TASK REQUIREMENTS:
(A) Answer these questions about the small-space gardening text:
(i) For how long, and on how much land, has the family been using these tricks?
(ii) What is the approximate maturity rate of the French breakfast radish?
(iii) What are the trellises for the scarlet runner beans made of?
(B) Write a continuation of the small-space gardening text, starting right after its final sentence.

-------- DOCUMENT SECTION --------

Upon first glance, limited gardening space can seem like an insurmountable obstacle in regards to mass food production, but, with a little creativity, it is far easier than one may imagine to produce reliable crops. These are just a few of the tricks that our family has been using for nearly a decade on 1/16th of an acre to grow healthy and delicious food for our family.
Golden Purslane makes a healthy ground cover.
Companion planting has been instrumental in our success. For example, when we plant our carrot seed we also sprinkle French breakfast radish seeds among the planting. With a maturity rate of about 25 days, the radish is ready for harvest far earlier than the carrot so instead of thinning the carrot patch and dispatching a useless product, we are giving the carrots much needed space while putting a garden-fresh item on our plates. Then later in the season when the carrots are ready for harvest, we plant another group of radishes for a fall harvest thus maximizing our small space.
Border planting with a pea patch and Chamomile.
Another method that works well for us that is similar to companion planting is border planting. In the photograph above, you will notice that there is a healthy plot of snap peas. Along their border we planted a massive amount of chamomile. Since the pea vines greedily reach toward the sun, it allows the shorter chamomile to occupy the same space without interfering with one another.
This method can in turn be intermingled with our next technique, which is to grow vertical. Think of your garden as a city with limited space. The only solution is to build upward. One such planting that we incorporate into our garden is to grow scarlet runner beans on trellises made of old maple branches we find in the woods. At the base of the bean trellises we plant vegetation that will carpet the dirt rather than attempt to occupy the same space. This could include anything from the omega rich succulent golden purslane to the peppery edible flower nasturtium. Poles beans provide a perfect opportunity to grow any item that does not mind a little shade.

-------- SOURCE DATA --------

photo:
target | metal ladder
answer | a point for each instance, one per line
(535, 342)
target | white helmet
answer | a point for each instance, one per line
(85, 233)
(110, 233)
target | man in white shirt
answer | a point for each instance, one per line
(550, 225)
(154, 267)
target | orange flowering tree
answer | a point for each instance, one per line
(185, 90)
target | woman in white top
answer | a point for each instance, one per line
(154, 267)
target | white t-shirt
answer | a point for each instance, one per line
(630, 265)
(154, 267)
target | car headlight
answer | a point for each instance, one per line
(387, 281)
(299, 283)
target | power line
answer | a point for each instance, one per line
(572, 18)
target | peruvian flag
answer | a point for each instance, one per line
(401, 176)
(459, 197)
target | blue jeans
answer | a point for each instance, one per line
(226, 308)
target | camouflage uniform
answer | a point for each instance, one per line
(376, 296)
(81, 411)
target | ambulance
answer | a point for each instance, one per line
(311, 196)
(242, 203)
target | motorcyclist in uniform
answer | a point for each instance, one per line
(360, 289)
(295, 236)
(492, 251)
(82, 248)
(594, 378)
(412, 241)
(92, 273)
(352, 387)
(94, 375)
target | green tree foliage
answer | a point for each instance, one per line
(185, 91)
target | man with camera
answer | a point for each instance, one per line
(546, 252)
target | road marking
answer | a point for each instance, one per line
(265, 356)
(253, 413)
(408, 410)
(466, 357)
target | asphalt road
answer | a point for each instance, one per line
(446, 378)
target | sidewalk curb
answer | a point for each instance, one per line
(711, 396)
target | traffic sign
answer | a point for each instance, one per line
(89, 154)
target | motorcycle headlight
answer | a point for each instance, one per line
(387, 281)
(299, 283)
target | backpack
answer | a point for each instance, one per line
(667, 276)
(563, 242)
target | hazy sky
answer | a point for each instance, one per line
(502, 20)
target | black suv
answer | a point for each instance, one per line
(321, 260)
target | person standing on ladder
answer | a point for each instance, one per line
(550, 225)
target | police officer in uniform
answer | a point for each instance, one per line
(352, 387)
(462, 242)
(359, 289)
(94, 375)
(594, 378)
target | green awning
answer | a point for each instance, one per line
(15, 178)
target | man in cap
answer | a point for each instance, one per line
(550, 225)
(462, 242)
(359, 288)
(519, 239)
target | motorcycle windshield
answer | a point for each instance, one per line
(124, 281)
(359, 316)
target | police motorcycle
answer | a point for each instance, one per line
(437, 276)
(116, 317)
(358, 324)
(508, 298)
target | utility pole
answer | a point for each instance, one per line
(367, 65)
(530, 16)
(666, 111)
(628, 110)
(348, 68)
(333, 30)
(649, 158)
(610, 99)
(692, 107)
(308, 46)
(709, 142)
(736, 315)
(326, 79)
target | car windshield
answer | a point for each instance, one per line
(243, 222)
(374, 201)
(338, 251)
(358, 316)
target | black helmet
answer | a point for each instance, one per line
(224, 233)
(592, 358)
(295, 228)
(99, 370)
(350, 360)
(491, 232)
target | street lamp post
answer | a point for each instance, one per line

--------

ANSWERS BY TASK:
(A)
(i) For nearly a decade, on 1/16th of an acre.
(ii) About 25 days.
(iii) Old maple branches found in the woods.

(B)
Another option for the small property gardener is late season or rotation planting. If you find that you have open space due to a seasonal harvest put another plant in its place. We have the luxury of a sun porch on the back of our home so we keep plants on stand-by for just such a purpose. Lettuce, eggplant and culinary herbs all wait patiently for their turn in the deep rich garden soil.
Scarlet Runner Beans are a great option for vertical growth.
Consider planting edible crops among your front yard flower patch. We have creeping thyme, strawberries and tomatoes growing among the poppies, hollyhock and roses in our small front yard. In the past we have grown cabbage, lettuce and peas out front for the whole neighborhood to admire, if they happen to notice them among the flowers.
Part of maximizing your space is to think outside the box; if you happen to have a small strip of dirt along the foundation of your house, why not place a few strawberry or bush bean plants? A patch of useless concrete could be utilized with self-watering pots. Use your corn and sunflower stalks as natural supports for vertical growth. Build a trellis for your sprawling winter squash and allow your pumpkins to grow 6 feet above the ground using far less space than normally required. Tuck a patch of edible flowers or herbs among the nooks and crannies of your raised beds. Try dwarf fruit tree varieties. The options are endless when you begin to explore the potential of your property regardless of its size.